» **Task inputs**
* Start *
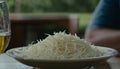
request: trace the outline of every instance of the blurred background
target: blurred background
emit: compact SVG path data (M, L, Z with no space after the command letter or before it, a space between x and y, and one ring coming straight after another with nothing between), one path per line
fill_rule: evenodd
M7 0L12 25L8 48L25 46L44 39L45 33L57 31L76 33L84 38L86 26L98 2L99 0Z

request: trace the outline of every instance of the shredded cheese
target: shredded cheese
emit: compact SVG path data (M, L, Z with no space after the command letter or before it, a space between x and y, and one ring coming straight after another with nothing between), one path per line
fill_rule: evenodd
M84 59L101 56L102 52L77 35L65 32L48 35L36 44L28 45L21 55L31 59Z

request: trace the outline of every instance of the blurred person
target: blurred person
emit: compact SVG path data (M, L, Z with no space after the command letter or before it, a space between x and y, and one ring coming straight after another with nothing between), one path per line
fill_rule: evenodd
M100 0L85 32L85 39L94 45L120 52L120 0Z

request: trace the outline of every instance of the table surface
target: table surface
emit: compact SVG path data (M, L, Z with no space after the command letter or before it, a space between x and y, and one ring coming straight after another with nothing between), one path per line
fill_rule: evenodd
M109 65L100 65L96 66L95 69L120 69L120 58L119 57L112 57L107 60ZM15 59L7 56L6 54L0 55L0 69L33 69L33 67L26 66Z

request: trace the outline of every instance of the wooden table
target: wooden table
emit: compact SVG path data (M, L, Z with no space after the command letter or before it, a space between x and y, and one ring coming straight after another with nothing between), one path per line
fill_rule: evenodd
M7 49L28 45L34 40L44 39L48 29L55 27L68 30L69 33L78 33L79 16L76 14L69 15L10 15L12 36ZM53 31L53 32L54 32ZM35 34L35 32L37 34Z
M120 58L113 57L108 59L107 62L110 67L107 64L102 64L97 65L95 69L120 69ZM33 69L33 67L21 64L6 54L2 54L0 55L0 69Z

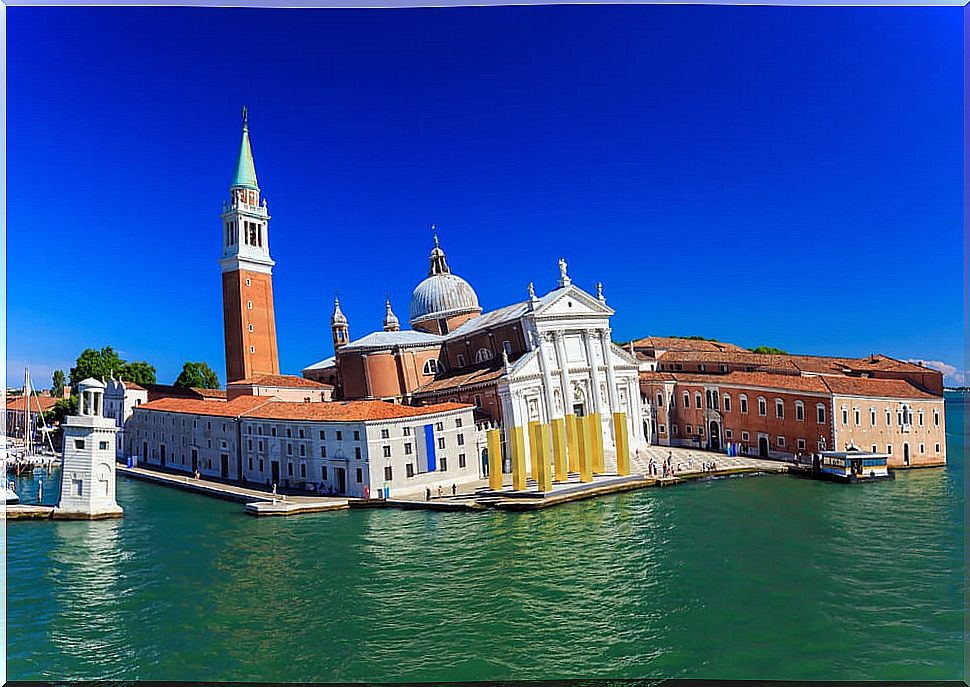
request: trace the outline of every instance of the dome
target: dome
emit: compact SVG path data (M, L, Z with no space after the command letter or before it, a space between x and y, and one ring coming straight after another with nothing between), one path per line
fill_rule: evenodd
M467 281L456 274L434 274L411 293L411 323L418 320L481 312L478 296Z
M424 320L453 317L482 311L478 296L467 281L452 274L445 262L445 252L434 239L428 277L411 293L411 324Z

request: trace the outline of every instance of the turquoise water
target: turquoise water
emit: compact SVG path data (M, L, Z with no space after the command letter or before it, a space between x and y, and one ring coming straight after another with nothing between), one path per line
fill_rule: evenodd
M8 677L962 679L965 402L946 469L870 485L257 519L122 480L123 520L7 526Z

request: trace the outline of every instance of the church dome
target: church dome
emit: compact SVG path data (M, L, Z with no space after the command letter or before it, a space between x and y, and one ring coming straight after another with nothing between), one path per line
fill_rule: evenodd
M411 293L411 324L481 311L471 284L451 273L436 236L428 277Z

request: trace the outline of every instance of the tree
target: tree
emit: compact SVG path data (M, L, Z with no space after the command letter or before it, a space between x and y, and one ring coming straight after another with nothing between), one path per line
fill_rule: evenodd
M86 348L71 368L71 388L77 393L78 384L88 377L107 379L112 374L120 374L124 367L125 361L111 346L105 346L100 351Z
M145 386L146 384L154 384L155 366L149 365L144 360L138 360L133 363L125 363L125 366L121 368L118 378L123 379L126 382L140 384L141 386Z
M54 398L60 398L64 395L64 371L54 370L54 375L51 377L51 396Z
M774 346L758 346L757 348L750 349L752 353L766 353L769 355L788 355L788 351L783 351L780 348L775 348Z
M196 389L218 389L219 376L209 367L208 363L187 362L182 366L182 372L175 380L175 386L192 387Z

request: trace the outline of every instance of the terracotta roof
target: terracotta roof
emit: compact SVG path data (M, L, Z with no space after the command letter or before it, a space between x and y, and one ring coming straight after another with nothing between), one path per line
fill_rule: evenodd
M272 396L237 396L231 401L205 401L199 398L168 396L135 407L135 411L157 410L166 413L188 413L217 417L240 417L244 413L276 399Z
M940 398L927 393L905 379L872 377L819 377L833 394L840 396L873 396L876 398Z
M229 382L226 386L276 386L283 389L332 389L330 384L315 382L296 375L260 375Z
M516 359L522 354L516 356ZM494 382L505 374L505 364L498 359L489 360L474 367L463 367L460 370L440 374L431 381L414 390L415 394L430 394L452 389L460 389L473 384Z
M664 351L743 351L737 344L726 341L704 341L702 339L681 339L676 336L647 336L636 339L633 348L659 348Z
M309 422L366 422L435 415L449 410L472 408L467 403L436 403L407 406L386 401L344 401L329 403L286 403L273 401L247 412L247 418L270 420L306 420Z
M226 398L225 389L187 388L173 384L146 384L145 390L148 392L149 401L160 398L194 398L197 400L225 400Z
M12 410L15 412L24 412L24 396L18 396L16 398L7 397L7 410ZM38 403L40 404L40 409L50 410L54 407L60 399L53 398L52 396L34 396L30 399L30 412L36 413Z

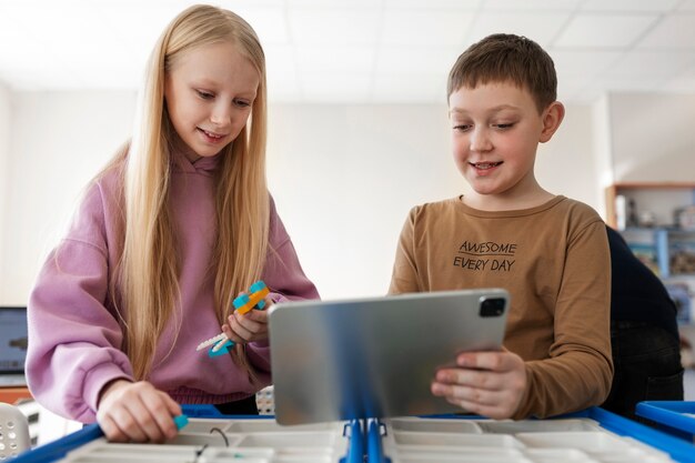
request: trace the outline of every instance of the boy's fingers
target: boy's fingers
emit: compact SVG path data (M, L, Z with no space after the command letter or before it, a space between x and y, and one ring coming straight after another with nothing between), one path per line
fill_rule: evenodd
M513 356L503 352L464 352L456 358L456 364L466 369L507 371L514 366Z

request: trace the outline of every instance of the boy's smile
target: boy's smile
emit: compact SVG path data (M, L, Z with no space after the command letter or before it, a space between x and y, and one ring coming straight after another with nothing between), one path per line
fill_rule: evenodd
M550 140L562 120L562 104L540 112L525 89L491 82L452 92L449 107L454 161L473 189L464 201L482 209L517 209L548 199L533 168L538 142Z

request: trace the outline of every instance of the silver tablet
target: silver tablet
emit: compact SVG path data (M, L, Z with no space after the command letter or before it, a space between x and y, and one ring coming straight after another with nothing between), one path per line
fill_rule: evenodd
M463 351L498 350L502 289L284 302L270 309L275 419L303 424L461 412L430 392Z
* End *
» **Exercise objective**
Please convert everything in the data above, from the line containing "request: trace the outline of every instance of the terracotta" down to the line containing "M12 410L15 412L24", into a Markdown table with the columns Row and Entry. Include both of those lines, put the row number under Row and each line under Entry, and leave out blank lines.

» **Written solution**
| Row | Entry |
|---|---|
| 1 | request: trace the outline of every instance of the terracotta roof |
| 2 | target: terracotta roof |
| 3 | emit: compact SVG path data (M, L, Z with no space after the command letter or before it, a space between x and y, and one ring coming straight after another with nothing between), one path per line |
| 4 | fill_rule: evenodd |
| 5 | M272 396L237 396L231 401L205 401L199 398L168 396L135 407L135 411L157 410L166 413L188 413L217 417L240 417L244 413L276 399Z |
| 6 | M940 398L927 393L905 379L872 377L819 377L833 394L840 396L873 396L876 398Z |
| 7 | M229 382L226 386L276 386L283 389L332 389L330 384L315 382L296 375L260 375Z |
| 8 | M516 359L522 354L516 356ZM494 382L505 374L505 364L498 359L489 360L474 367L463 367L460 370L440 374L431 381L414 390L415 394L430 394L452 389L460 389L473 384Z |
| 9 | M664 351L743 351L737 344L726 341L704 341L702 339L681 339L676 336L647 336L636 339L633 348L659 348Z |
| 10 | M309 422L366 422L435 415L449 410L472 408L467 403L436 403L407 406L386 401L344 401L329 403L286 403L273 401L247 412L247 418L270 420L306 420Z |
| 11 | M226 398L225 389L187 388L173 384L146 384L145 390L148 392L149 401L160 398L194 398L197 400L225 400Z |
| 12 | M12 410L15 412L24 412L24 396L18 396L16 398L7 397L7 410ZM38 403L40 404L40 409L50 410L54 407L60 399L53 398L52 396L34 396L30 399L30 412L36 413Z |